>> BEGIN Given records

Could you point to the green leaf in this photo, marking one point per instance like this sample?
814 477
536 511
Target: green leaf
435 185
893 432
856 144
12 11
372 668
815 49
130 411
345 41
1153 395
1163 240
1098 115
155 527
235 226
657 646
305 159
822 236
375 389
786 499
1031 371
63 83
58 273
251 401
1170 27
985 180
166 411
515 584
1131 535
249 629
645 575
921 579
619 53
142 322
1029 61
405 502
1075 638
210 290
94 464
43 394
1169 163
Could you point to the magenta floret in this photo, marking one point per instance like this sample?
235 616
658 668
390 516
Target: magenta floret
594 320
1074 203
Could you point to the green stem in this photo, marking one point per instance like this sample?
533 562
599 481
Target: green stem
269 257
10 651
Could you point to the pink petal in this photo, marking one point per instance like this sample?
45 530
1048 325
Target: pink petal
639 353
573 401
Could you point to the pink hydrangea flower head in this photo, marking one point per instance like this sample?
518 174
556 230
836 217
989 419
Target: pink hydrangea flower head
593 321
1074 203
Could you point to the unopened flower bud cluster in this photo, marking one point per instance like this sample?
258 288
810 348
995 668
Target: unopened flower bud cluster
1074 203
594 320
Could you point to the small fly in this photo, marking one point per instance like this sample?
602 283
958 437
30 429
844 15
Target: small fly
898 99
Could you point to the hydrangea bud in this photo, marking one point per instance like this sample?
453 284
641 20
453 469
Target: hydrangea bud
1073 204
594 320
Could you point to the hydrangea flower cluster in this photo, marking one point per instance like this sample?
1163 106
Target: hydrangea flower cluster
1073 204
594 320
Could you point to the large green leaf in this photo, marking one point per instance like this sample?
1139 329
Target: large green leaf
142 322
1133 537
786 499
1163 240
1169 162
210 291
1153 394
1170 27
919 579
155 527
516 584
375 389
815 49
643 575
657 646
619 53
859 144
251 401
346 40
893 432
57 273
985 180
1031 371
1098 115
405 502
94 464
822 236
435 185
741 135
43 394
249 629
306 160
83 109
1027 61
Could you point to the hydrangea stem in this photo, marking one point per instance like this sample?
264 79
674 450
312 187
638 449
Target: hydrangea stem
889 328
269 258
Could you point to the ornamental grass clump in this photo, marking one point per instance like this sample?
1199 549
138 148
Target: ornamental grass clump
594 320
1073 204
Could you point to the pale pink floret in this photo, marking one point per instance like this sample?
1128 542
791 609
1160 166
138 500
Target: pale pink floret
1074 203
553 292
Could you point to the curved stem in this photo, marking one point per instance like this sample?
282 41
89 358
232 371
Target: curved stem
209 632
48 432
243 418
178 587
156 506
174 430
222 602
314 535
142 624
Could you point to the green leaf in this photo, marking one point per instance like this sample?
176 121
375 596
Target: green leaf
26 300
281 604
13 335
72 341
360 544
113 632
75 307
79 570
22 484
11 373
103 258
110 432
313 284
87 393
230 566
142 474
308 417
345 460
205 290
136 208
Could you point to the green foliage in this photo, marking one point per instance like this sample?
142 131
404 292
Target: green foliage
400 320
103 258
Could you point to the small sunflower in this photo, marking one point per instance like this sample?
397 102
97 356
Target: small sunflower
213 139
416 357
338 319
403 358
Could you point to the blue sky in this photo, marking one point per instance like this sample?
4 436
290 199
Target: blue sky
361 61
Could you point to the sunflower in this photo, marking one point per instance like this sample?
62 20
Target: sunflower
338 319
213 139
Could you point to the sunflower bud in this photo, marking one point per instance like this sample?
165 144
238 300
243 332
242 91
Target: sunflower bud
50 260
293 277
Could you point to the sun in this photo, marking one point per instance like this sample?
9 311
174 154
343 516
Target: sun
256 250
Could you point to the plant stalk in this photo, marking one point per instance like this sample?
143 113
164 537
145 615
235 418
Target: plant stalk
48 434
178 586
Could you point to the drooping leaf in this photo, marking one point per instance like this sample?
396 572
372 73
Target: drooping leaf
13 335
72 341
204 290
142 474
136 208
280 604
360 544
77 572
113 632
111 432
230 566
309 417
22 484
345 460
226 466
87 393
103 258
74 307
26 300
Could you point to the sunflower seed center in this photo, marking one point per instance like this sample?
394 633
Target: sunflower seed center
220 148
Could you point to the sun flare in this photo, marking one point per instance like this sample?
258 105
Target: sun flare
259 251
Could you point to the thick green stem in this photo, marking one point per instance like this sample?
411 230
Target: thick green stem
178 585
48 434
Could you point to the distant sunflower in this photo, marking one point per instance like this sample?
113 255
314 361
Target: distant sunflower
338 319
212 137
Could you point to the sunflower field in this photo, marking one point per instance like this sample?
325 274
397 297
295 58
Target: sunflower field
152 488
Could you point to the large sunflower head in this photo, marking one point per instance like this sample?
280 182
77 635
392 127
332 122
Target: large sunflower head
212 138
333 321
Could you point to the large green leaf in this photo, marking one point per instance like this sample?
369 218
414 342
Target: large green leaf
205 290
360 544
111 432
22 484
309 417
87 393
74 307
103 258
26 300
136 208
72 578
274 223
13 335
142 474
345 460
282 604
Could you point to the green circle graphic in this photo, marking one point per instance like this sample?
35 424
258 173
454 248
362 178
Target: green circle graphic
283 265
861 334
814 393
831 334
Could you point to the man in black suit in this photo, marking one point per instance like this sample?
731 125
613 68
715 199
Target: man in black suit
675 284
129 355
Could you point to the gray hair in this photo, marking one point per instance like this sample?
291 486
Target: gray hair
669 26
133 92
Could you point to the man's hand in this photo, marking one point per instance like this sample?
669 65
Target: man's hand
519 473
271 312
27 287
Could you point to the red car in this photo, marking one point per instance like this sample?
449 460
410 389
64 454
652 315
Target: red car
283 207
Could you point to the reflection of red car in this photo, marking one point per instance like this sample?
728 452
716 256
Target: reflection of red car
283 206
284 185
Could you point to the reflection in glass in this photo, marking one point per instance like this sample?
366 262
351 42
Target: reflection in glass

>> END Given records

- _What this task involves_: Above are the records; retype them all without a single difference.

- _The solution_:
Could you point to the green leaf in this photo, marking one point per instance like this sample?
814 477
536 511
Target: green leaf
435 185
893 432
856 144
12 11
372 668
815 49
130 411
345 41
1153 395
1163 240
1098 115
155 527
235 226
657 646
305 159
822 236
375 389
786 499
1031 371
63 83
58 273
251 401
1170 27
985 180
166 411
515 584
1131 535
249 629
645 575
921 579
619 53
142 322
1029 61
405 502
1075 638
210 290
94 464
43 394
1169 163
Could you point to the magenta floret in this photo, marking one point per instance like this sample?
235 616
658 668
390 516
Target: magenta floret
594 320
1074 203
Could you point to the green stem in this photo, marking one point per instance like this sample?
533 562
599 481
Target: green stem
269 257
10 651
Could you point to the pink petal in this photo, marking one point per instance like this sample?
45 530
1048 325
Target: pink petal
639 353
573 401
Could you point to the pink hydrangea flower head in this photo, marking one point per instance like this sample?
518 174
556 230
836 217
989 419
Target: pink hydrangea flower head
593 321
1074 203
Could you point to the unopened flower bud cluster in this photo, marking one point per instance like this sample?
258 288
810 348
995 668
Target: unopened flower bud cluster
1074 203
594 320
Could you point to the small fly in this photo, marking one point per instance like this sample?
602 283
958 437
30 429
844 15
Target: small fly
898 99
Could you point to the hydrangea bud in this photo, marking one point per instance like this sample?
453 284
641 20
453 469
Target: hydrangea bud
1073 204
594 320
Could you point to the hydrangea flower cluster in this photo, marking one point per instance like this sample?
1163 106
Target: hydrangea flower cluster
1073 204
594 320
Could you point to the large green leaf in this photo, marking one point per instance like this sample?
1139 329
Target: large green leaf
142 322
1133 537
786 499
1163 240
1169 162
210 291
1153 394
1170 27
919 579
155 527
516 584
375 389
815 49
643 575
657 646
619 53
859 144
251 401
346 40
893 432
57 273
985 180
1031 371
1098 115
405 502
94 464
822 236
435 185
741 135
43 394
249 629
306 160
83 109
1027 61
Could you point to the hydrangea stem in this photo, marking one point per instance like this sample?
264 79
674 450
312 187
638 449
Target: hydrangea stem
889 328
269 258
Could you point to the ornamental grass clump in this photo, marking one point per instance like this sample?
1199 549
138 148
Target: ornamental grass clump
594 320
1073 204
Could you point to the pale pink floret in this photo, marking one point per instance like this sample?
1128 542
791 609
1160 166
138 500
Target: pale pink floret
1074 203
553 292
Could you point to the curved stem in this photo, marking one point per instance like this sample?
282 41
89 358
232 371
Target: curved stem
209 632
48 432
243 418
178 587
156 506
174 430
222 602
314 535
142 624
Could you point to the green leaf in this photo, marking one point per instance like this sample?
176 121
375 596
Target: green leaf
26 300
281 604
13 335
72 341
360 544
113 632
75 307
79 570
22 484
11 373
103 258
110 432
313 284
87 393
230 566
142 474
308 417
345 460
205 290
136 208
Could you point to the green foliage in this photo, marking one point per instance like this sample?
142 131
404 292
Target: green foliage
400 320
103 258
Could you point to the small sunflower in this photo, marking one point per instance like this sample?
397 102
97 356
Target: small sunflower
213 139
416 357
338 319
403 358
Could you point to the blue sky in this photo, marking one point per instance like this sample?
4 436
290 199
Target: blue sky
361 61
Could you point to the sunflower in this photo, marking one point per instance like this sample?
62 20
Target: sunflower
338 319
213 139
Could you point to the sunflower bud in this photo, marking one point per instance like this sample?
165 144
238 300
243 332
242 91
Target: sunflower bud
50 260
293 277
Could you point to the sun in this photo, marking one point per instance like this sample?
9 311
174 154
343 516
Target: sun
256 250
Could you point to the plant stalk in this photo, marking one point per instance like this sample?
143 113
164 537
145 615
235 418
Target: plant stalk
48 434
178 586
Could you point to the drooping leaf in this photo, marking one point per instance like this sample?
396 572
372 73
Target: drooping leaf
13 335
72 341
204 290
142 474
136 208
280 604
360 544
77 572
113 632
111 432
230 566
309 417
22 484
345 460
226 466
87 393
103 258
74 307
26 300
Could you point to the sunflower seed center in this photo, marking one point per instance like this sample?
394 633
Target: sunflower seed center
220 148
Could you point to the sun flare in this photo, marking one point per instance like this sample?
258 105
Target: sun flare
259 251
Could you point to the thick green stem in this photo, marking one point per instance like this sample?
411 230
Target: thick green stem
178 585
48 434
Could you point to the distant sunflower in this photo, marking one point per instance like this sample?
113 255
314 361
Target: distant sunflower
338 319
212 137
Could you point to the sunflower field in this photo, marking one point per instance like this sample?
325 274
397 297
295 58
Target: sunflower field
152 488
Could you point to the large sunflower head in this photo, marking one point per instance like this sample?
280 182
77 635
392 127
332 122
Target: large sunflower head
212 138
333 321
Could you point to the large green leaf in this photo, marking one point per instance like this sample?
369 218
414 342
Target: large green leaf
205 290
360 544
111 432
22 484
309 417
87 393
74 307
103 258
26 300
136 208
72 578
274 223
13 335
142 474
345 460
282 604
Could you point to the green circle graphic in this photo, marking one point per instance like this sample?
35 424
258 173
454 248
362 178
Target: green circle graphic
283 265
861 334
814 393
831 334
Could you point to the man in black suit in this photo, marking one point per instance like this sample?
731 125
613 68
715 199
Target: man in black suit
675 284
129 355
Could you point to the gray hair in this photo, marking one point per instance like this sample?
291 486
Target: gray hair
669 26
133 92
Could you point to the man's hand in this photo, marking one point per instance like this sample?
669 65
Target: man's hand
519 473
271 312
27 287
Could you point to the red car in this photo, marking one point per instance like this sample?
449 460
410 389
64 454
652 315
Target: red car
283 207
Could you point to the reflection of red car in this photo, marking one point per instance like this sample?
728 452
716 256
Target: reflection of red car
283 206
284 185
Could you point to the reflection in glass in this photo, marking one point per instance like this sample?
366 262
351 42
Target: reflection in glass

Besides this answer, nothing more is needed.